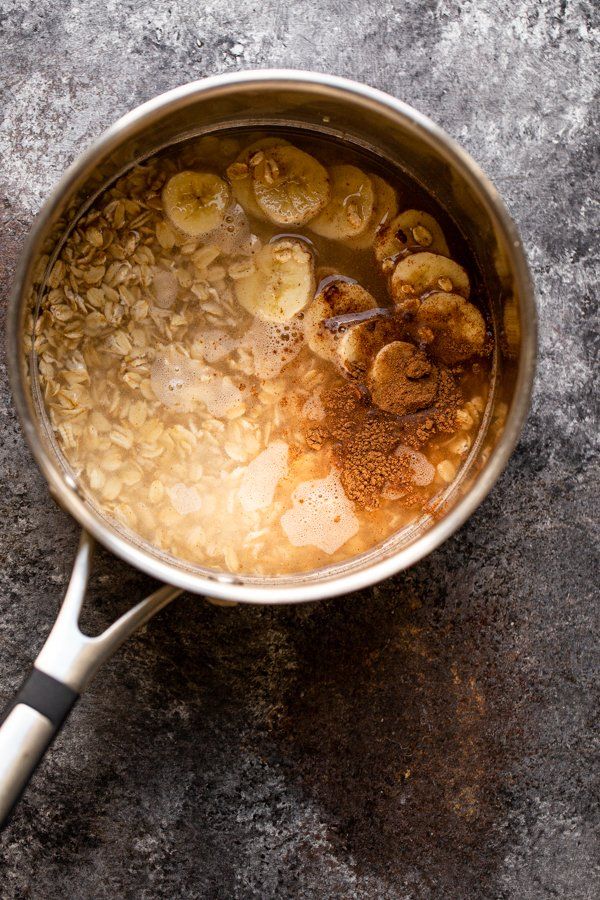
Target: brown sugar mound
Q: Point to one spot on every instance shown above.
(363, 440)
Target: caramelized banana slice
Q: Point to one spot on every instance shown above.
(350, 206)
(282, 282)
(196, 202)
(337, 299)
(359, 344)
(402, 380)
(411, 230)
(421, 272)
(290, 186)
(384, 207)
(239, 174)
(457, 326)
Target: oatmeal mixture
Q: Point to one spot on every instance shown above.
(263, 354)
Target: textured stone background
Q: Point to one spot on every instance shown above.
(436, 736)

== == ==

Go through the listing above and pull out each line containing the word "Target".

Target: brown sugar mound
Target: caramelized banana slice
Target: oatmeal mixture
Target: textured stone background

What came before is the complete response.